Data for this exercise:
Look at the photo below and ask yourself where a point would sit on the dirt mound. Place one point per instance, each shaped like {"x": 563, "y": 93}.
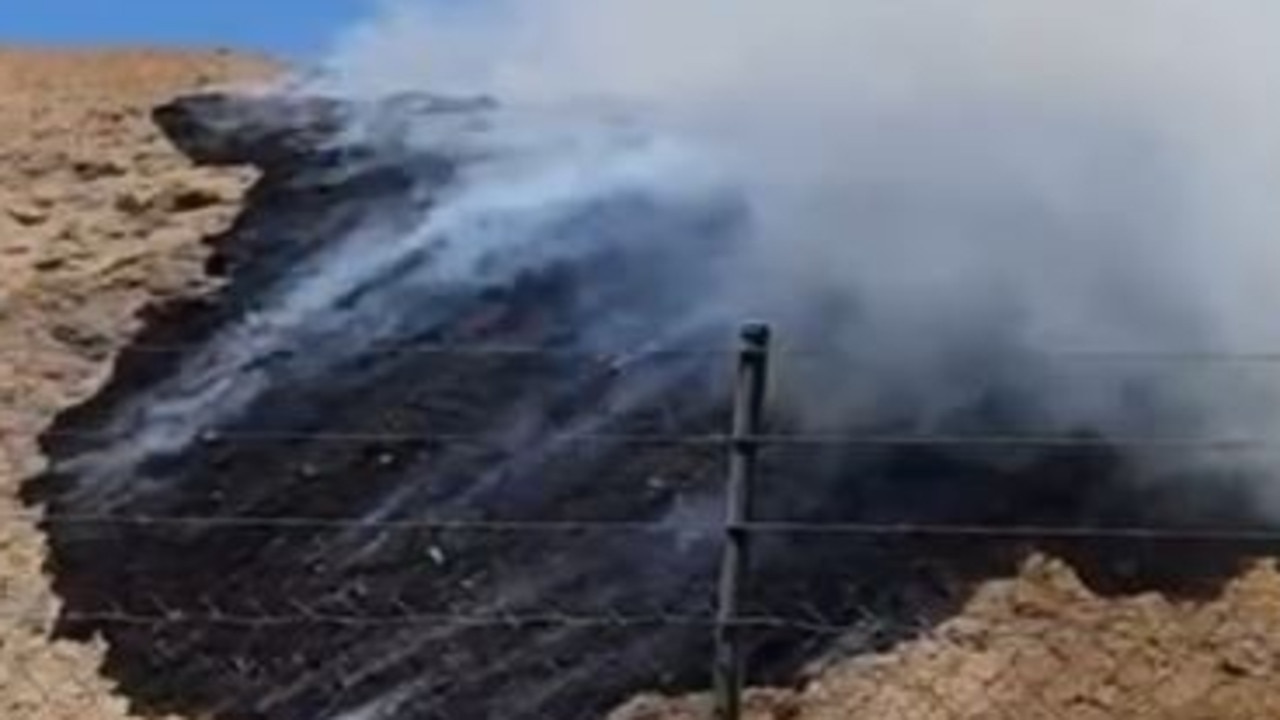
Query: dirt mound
{"x": 99, "y": 215}
{"x": 1045, "y": 647}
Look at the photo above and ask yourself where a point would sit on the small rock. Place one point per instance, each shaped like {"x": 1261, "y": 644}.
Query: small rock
{"x": 28, "y": 215}
{"x": 132, "y": 203}
{"x": 97, "y": 169}
{"x": 50, "y": 264}
{"x": 188, "y": 199}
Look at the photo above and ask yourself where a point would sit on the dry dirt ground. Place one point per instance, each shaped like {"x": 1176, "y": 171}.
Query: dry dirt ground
{"x": 99, "y": 215}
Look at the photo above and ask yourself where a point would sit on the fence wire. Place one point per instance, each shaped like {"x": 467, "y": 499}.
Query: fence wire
{"x": 858, "y": 625}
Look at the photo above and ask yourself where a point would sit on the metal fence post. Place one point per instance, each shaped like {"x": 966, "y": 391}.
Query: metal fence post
{"x": 744, "y": 449}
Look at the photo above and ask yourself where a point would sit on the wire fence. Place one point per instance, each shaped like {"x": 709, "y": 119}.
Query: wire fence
{"x": 727, "y": 624}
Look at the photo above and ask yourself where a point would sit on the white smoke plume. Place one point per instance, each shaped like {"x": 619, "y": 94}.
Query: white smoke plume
{"x": 947, "y": 194}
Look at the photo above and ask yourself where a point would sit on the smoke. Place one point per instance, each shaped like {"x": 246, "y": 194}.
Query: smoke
{"x": 947, "y": 196}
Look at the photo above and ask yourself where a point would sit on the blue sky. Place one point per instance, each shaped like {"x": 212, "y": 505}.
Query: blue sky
{"x": 296, "y": 28}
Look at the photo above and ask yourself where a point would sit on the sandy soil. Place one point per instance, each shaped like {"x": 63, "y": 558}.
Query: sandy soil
{"x": 99, "y": 215}
{"x": 1043, "y": 647}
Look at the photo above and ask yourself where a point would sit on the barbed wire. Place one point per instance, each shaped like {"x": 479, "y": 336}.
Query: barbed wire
{"x": 551, "y": 351}
{"x": 1240, "y": 536}
{"x": 721, "y": 440}
{"x": 307, "y": 616}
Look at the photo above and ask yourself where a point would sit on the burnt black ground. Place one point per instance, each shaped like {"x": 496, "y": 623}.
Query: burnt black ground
{"x": 310, "y": 661}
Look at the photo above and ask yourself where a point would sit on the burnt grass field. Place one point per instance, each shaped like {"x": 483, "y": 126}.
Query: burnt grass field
{"x": 325, "y": 586}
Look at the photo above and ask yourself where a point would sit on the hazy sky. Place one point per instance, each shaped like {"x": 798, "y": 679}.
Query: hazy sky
{"x": 291, "y": 27}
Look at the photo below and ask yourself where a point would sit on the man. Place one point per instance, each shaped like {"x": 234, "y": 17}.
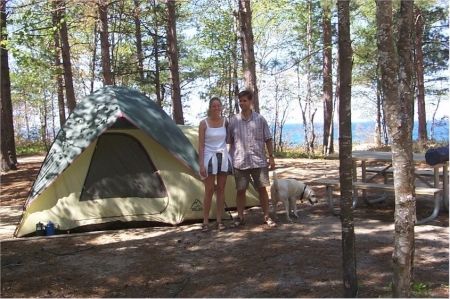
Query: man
{"x": 248, "y": 133}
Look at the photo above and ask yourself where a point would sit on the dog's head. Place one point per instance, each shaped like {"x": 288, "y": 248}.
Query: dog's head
{"x": 310, "y": 195}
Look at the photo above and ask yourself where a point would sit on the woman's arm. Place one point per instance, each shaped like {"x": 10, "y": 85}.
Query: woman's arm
{"x": 201, "y": 147}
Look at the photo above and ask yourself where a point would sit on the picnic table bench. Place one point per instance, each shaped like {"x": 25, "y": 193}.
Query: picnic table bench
{"x": 331, "y": 184}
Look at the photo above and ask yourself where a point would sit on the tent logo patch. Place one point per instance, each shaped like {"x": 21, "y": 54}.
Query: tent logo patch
{"x": 197, "y": 205}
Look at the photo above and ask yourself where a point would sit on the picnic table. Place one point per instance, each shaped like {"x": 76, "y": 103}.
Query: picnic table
{"x": 386, "y": 157}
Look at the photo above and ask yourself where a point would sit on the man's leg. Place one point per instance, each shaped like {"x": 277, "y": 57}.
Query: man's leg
{"x": 240, "y": 203}
{"x": 264, "y": 200}
{"x": 261, "y": 180}
{"x": 242, "y": 178}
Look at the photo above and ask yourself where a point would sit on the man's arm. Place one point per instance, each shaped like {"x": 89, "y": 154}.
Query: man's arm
{"x": 269, "y": 146}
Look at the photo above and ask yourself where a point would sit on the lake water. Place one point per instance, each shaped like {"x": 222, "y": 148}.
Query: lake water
{"x": 363, "y": 132}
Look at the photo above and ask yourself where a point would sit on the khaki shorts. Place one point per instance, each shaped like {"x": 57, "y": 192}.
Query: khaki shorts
{"x": 260, "y": 177}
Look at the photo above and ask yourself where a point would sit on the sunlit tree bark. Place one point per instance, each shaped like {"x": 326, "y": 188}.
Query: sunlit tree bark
{"x": 345, "y": 151}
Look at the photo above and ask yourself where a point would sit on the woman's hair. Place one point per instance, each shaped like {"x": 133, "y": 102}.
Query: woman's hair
{"x": 246, "y": 93}
{"x": 211, "y": 102}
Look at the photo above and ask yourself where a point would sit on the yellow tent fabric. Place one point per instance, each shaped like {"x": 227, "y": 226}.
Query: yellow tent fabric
{"x": 60, "y": 201}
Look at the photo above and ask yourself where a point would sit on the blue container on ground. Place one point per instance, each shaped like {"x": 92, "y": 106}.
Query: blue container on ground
{"x": 49, "y": 229}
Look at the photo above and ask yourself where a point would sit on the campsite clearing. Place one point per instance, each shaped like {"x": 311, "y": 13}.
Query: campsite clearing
{"x": 300, "y": 259}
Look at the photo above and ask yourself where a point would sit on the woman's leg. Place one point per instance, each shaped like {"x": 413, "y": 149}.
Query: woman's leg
{"x": 209, "y": 191}
{"x": 220, "y": 196}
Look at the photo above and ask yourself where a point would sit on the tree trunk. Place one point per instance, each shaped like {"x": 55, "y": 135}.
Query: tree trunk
{"x": 65, "y": 51}
{"x": 345, "y": 151}
{"x": 94, "y": 58}
{"x": 399, "y": 103}
{"x": 328, "y": 144}
{"x": 138, "y": 36}
{"x": 8, "y": 146}
{"x": 248, "y": 52}
{"x": 308, "y": 101}
{"x": 378, "y": 127}
{"x": 422, "y": 129}
{"x": 234, "y": 55}
{"x": 104, "y": 42}
{"x": 59, "y": 70}
{"x": 177, "y": 108}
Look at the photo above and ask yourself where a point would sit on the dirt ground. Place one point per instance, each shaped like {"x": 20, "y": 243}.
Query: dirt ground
{"x": 299, "y": 259}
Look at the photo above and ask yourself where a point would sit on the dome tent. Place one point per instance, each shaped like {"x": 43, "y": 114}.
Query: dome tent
{"x": 118, "y": 157}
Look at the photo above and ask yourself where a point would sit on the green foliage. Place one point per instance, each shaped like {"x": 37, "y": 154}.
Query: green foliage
{"x": 30, "y": 148}
{"x": 298, "y": 152}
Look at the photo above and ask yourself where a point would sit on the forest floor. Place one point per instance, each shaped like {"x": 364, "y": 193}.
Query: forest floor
{"x": 299, "y": 259}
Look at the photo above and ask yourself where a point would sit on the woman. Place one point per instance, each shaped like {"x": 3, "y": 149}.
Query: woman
{"x": 214, "y": 160}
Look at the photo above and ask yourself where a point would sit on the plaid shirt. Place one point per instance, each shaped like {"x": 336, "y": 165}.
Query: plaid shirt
{"x": 248, "y": 139}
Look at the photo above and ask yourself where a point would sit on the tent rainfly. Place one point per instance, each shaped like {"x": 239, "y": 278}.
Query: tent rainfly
{"x": 119, "y": 157}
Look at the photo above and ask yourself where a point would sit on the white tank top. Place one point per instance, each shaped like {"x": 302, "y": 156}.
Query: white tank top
{"x": 215, "y": 142}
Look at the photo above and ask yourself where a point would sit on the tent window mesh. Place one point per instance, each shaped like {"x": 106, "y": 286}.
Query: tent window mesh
{"x": 120, "y": 167}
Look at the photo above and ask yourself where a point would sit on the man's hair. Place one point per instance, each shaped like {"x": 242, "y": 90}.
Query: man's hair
{"x": 212, "y": 100}
{"x": 246, "y": 93}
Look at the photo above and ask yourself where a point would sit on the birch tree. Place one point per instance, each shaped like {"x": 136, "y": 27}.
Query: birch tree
{"x": 104, "y": 42}
{"x": 8, "y": 146}
{"x": 247, "y": 49}
{"x": 328, "y": 143}
{"x": 172, "y": 49}
{"x": 397, "y": 81}
{"x": 345, "y": 151}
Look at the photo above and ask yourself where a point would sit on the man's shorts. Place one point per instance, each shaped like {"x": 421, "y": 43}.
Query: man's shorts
{"x": 260, "y": 177}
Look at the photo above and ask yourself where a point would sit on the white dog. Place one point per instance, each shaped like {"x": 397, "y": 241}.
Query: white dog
{"x": 288, "y": 191}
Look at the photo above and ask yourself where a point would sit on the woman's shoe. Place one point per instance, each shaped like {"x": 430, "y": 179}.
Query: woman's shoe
{"x": 270, "y": 222}
{"x": 239, "y": 222}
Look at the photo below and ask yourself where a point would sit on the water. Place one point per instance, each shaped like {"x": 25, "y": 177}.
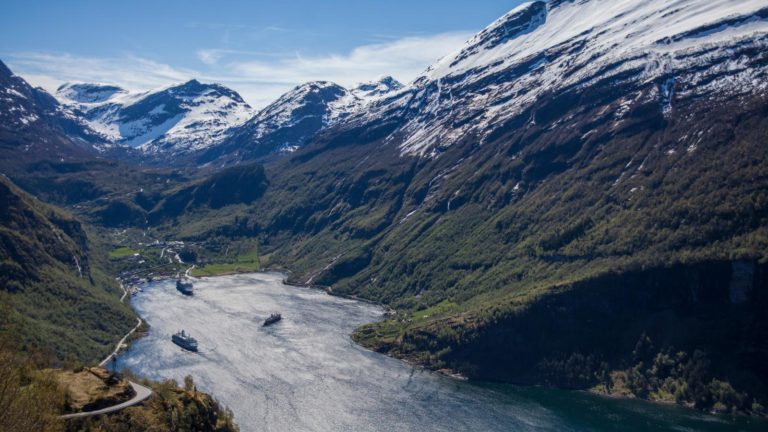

What this task involves: Starting at the line above that contains "Query: tent window mesh", repeat each line exactly up to and including the line that contains "the white dog.", and stop there.

Answer for this exercise:
Query: tent window mesh
{"x": 120, "y": 167}
Look at the photo above and ask yourself where a point would sit on the man's hair. Place one point per instance, each shaped like {"x": 242, "y": 90}.
Query: man's hair
{"x": 212, "y": 100}
{"x": 246, "y": 93}
Look at the photo above and ask yourself where a point would sit on the birch tree. Place one point per instance, each shaped like {"x": 136, "y": 27}.
Query: birch tree
{"x": 104, "y": 42}
{"x": 8, "y": 146}
{"x": 247, "y": 49}
{"x": 328, "y": 143}
{"x": 172, "y": 49}
{"x": 397, "y": 81}
{"x": 345, "y": 151}
Look at the photo above and ask yourself where a point would sit on the man's shorts. Place one point per instance, each shaped like {"x": 421, "y": 43}.
Query: man's shorts
{"x": 260, "y": 177}
Look at the photo above and ask yourself where a point would sit on the white dog. Place one point per instance, each shaped like {"x": 397, "y": 241}.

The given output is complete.